▶ **What is needed**
Render the material again word for word, skipping the pictures in it.

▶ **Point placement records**
****************

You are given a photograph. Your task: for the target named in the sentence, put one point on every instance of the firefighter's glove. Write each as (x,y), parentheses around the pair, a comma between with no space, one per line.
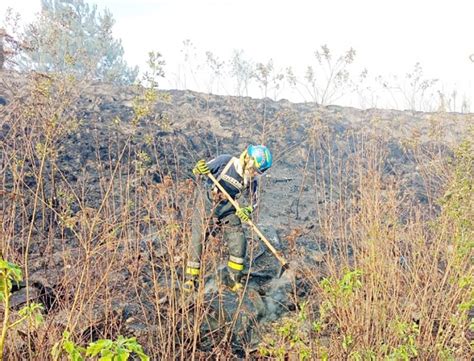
(201,168)
(244,213)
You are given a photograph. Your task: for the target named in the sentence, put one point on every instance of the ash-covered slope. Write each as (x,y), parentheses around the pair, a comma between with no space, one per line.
(319,152)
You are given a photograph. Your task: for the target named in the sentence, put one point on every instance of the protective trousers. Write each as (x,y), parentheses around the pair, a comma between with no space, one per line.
(206,211)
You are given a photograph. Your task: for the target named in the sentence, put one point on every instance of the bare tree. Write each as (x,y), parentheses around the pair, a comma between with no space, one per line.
(242,70)
(328,79)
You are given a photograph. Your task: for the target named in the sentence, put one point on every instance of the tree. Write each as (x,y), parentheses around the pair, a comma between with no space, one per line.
(72,37)
(242,70)
(328,79)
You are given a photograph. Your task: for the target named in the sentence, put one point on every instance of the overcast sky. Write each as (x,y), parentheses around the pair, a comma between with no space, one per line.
(389,36)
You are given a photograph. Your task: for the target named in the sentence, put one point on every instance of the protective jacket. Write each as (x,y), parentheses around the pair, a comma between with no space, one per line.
(228,171)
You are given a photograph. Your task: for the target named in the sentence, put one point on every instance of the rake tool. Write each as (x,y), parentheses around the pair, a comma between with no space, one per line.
(284,264)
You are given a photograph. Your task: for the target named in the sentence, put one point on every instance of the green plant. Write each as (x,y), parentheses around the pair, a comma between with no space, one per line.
(107,350)
(292,338)
(73,37)
(9,274)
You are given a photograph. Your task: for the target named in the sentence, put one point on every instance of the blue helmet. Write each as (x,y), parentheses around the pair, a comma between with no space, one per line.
(261,156)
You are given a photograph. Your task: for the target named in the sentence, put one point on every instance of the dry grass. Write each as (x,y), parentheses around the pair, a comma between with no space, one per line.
(122,253)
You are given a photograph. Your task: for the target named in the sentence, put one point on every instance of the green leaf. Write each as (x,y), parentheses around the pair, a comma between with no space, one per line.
(96,347)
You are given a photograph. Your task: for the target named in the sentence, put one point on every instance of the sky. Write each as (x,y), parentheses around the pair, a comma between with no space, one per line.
(388,36)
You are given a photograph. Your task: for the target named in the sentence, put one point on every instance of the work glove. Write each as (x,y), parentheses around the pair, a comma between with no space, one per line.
(244,213)
(201,168)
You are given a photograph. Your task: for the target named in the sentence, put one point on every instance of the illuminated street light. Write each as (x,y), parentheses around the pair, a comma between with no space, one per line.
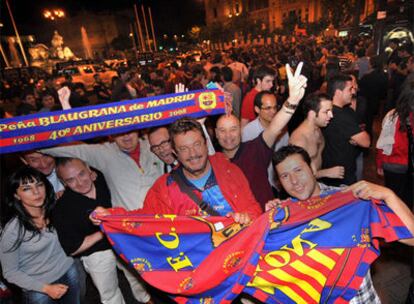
(53,14)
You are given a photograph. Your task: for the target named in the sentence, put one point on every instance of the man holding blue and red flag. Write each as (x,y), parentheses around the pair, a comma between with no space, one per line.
(292,165)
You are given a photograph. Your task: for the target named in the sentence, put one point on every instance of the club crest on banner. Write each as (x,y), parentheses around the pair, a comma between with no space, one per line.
(207,101)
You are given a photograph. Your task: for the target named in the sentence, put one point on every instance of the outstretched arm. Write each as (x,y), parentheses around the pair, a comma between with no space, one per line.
(367,190)
(297,85)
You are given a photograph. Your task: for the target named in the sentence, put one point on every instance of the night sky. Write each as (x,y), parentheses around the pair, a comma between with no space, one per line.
(170,16)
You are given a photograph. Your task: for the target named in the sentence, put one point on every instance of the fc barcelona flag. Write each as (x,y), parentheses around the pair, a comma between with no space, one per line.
(314,251)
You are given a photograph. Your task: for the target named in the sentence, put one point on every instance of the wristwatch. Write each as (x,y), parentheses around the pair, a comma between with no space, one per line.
(289,105)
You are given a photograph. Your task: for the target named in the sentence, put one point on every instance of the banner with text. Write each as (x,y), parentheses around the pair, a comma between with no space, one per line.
(313,251)
(48,129)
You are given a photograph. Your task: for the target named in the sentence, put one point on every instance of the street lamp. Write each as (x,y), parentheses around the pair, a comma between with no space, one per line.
(53,14)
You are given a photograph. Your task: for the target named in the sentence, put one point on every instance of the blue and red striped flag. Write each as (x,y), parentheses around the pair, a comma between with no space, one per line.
(311,251)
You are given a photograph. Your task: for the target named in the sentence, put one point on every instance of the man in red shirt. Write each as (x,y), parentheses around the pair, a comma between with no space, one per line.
(201,184)
(264,77)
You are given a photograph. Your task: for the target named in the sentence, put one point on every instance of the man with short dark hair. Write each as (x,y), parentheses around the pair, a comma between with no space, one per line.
(160,145)
(202,184)
(253,157)
(85,190)
(102,92)
(343,134)
(48,102)
(318,112)
(130,170)
(292,165)
(45,164)
(230,87)
(263,77)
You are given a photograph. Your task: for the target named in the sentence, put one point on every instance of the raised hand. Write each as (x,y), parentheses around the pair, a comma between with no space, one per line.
(297,83)
(55,291)
(180,88)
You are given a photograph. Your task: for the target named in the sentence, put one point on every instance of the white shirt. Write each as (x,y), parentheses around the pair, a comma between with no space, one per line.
(54,180)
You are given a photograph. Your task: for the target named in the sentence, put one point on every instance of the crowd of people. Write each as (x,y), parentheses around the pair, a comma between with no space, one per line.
(300,123)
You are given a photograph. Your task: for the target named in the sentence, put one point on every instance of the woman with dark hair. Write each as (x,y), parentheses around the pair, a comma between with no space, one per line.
(395,157)
(30,253)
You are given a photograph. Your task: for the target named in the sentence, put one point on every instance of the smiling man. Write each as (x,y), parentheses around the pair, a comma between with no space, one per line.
(85,191)
(318,111)
(293,168)
(202,184)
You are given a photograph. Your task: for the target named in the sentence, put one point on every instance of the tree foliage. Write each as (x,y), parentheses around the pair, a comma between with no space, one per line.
(340,12)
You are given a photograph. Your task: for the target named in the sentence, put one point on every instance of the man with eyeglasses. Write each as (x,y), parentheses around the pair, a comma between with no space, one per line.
(160,145)
(253,157)
(265,106)
(200,184)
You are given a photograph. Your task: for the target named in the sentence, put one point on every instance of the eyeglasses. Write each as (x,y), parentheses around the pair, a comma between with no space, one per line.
(268,108)
(186,149)
(162,145)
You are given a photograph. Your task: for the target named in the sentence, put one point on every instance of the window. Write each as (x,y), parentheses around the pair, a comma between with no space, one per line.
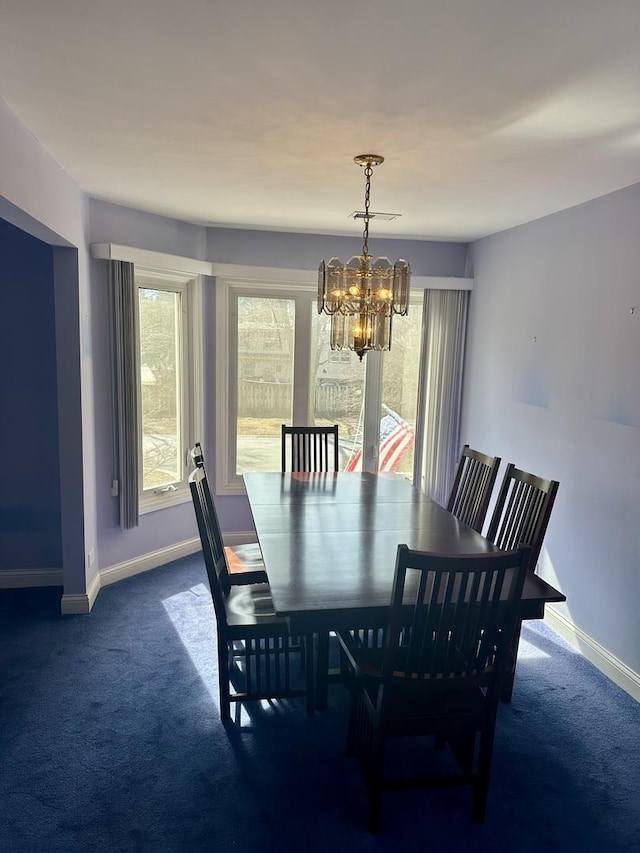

****************

▶ **The response**
You are given a photograph. Your task: for the target named in the sentence, put one point on every instance of the firefighter's glove. Write each as (x,y), parentheses around the pair, a comma between with no space, one per line.
(201,168)
(244,213)
You are given a photograph. Your task: for the target named in the sentence, put one point on every instance of the ash-covered slope. Write each as (x,y), parentheses around the pair, a comma between with no space, one per line.
(319,152)
You are given a photograph. Your task: for the target named in the sentence, put one point on every instance of the protective trousers. Write each as (x,y), parentheses around the pair, a comma between with no space, one per line.
(206,211)
You are given a photograph. Your task: for the target named in the sentence, put one point on every instance of the bare tree. Write each as (x,y), parentheses around the pair, a comma between with no space, one per line.
(242,70)
(328,79)
You are given a photograph. Your task: for the target named in the sentence, put one point on every instance of the tree. Write each as (x,y), parentheses around the pair, a comma between with no space, one per line.
(72,37)
(242,70)
(328,79)
You are given a photograph. Your task: for the target named in the sentence, put one point on every instance of the overcast sky. Write each as (x,y), parentheses around the pair, a comma between with no space, one per line.
(389,36)
You are given a photograph. Your task: for the target named in the sentence, put one point on every instance of the protective jacket. Write each as (x,y), parentheses around the pair, a comma between with no space, one per line.
(228,171)
You are given a photograph. Your task: for the target named in the sentence, put one point on every instance of the rake tool. Write each as (x,y), parentheses around the pair, a comma between with no space, one per line.
(284,264)
You are given a photograph. Your task: for the target named in the sentence, put one point on every instance of the green plant. Write each as (x,y), parentheses around the pair, a comma between with no space, one per line.
(107,350)
(292,338)
(73,37)
(9,274)
You are given a photograph. Your task: for the target named in the sentence, put one point on every instance of the blue helmet. Write each as (x,y), parentheses around the pair, a comma between with no space, one per line.
(261,156)
You are given a photograph. Your task: for the target named in the sentence, put one point on every instance of the dry grass. Write each as (x,y), parentheses around the pair, a comma between with no space, one per line.
(122,253)
You are given a photograph. Your task: for the target named in the sentence, put one point on every instance of the green leaf. Write each as (x,y), parentheses around the pair, a comma between with no space, one per line.
(96,347)
You are given a photograph. Your task: for the target named in the sentence, put one point on every instance of the sky. Write each as (x,y), parentheses around the pair, a comma between with no space, one per line.
(388,36)
You are given a photograph. Your task: for the target named in the sentence, put one point on every instance of the work glove. Write each as (x,y), parentheses around the pair, a comma between with no space, one per line.
(244,213)
(201,168)
You are given a photograph. Your task: for the target named in the sentence, put one point on every instance of the illuminated street light. Write each as (x,y), parentheses around the pair, a comma between with no space, one per line.
(53,14)
You are given a photograph. Your task: for the target named in the sentence, put one point on every instance of the man holding blue and red flag. Write each as (x,y), parentheses around the pair, a comma between with no space, one per line.
(292,165)
You are given a photograph. Your task: for the target named in the sentence, put one point on every instance of the club crest on banner. Write each as (x,y), parentheses around the pair, a comma between with no space, one per line.
(207,101)
You are given a photograph. Your task: for the target named in the sentence, put one point on every instance of the outstretched arm. Write each as (x,y), parentheses around the pair, a comma between with no space, one per line.
(367,190)
(297,85)
You are given a photograph. Your task: for the target named in the sentence, put one point on every instance of the night sky. Write each as (x,y), parentheses around the pair, a comma between with no space, one per line.
(170,16)
You are given a photograph. Your task: for the target named in the sentence, put one point on every instance of the fc barcelona flag. Write each as (x,y), parentheses around the pair, a comma between with no space, one per line.
(314,251)
You are given a photograph. Your task: for the target named in the sentence, put one point on every instance of the wristwatch. Write each as (x,y), parentheses around the pair, a comma between with no space, one per line.
(289,105)
You are given a photograph. Your task: for the target named in the sentence, put one point on every instance of the banner with text. Write each as (x,y), parentheses around the pair, a comma between with no space, one per line.
(313,251)
(48,129)
You are given a photograph. Your task: for the target named in the sentence, put one point on every instance of the street lamp. Write each as (x,y), parentheses around the pair, a comma between with no space, one per line.
(53,14)
You are given a photograph. Your task: for the target named in the sentence, put one point on every instance of the blue and red striped flag. Write each as (x,y), parentheses around the pair, a comma between with no space, one per line.
(311,251)
You are given a photograph. Your task: for the target named in the sentence, put one point on every instance of the man in red shirt. Write each as (x,y), parentheses around the pair, a comma between with no space, one per line.
(201,184)
(264,77)
You are given a photograph. Your task: for the target named in the sentence, put one point on every instance of the man with short dark hair. Write each as (x,y), parentheses around the pair, a comma between with no space, one per line.
(160,145)
(202,184)
(253,157)
(85,190)
(102,92)
(343,134)
(48,102)
(318,112)
(130,170)
(292,165)
(45,164)
(230,87)
(263,77)
You are given a photograph. Your task: for the target named in the sentence, put one point on every instance of the raised hand. Write each as (x,y), parentheses around the pair, a comma between with no space, one per line.
(297,83)
(55,291)
(180,88)
You are given a photograph. Your task: for the target named in the sentence, put one point on every instance of the white shirt. Write each as (x,y), parentheses around the pair, a comma between with no space, one per line.
(54,180)
You are given a photograph. Your task: for the target named in the sentence, put one point on every instance of the crowd of people. Write each as (x,y), parentheses around the pair, a comma between with no space, one per line.
(300,123)
You are given a photograph. Your task: for the target named in the sentence, put one point on every instance of the woman with dark hair. Write each as (x,y), parentheses around the pair, a comma between with no space, one per line.
(395,157)
(30,253)
You are given a photograph. Your task: for the target named in the sentence, put one point on every instance of the smiling man. Write each as (x,y), parentheses around the pair, a comma between with no space, one per line.
(85,191)
(318,111)
(293,168)
(202,184)
You are given a photograph. Your task: for the target named in the sentence, put one point on every instance of the tree foliage. Write each as (x,y), parentheses around the pair, a comma between with no space, one per line.
(340,12)
You are given a photograph. Your task: for the target named in the sentence, put one point on every instance of the man with eyeglasses. Write each as (x,y), parentheses around the pair, a comma between with no space, one per line.
(160,145)
(253,157)
(265,106)
(200,184)
You are given a photograph. Your task: for the target named in the sentence, put one point on every instance of the eyeglasses. Write each as (x,y), parentheses around the pair, a comma between with no space, one per line.
(268,108)
(186,149)
(162,145)
You are given a photograph. Your task: for the target named in the sentence, put one point on every instance of the window. Write each as (x,y), parentheses around the pair, a comma between with no space, one per line.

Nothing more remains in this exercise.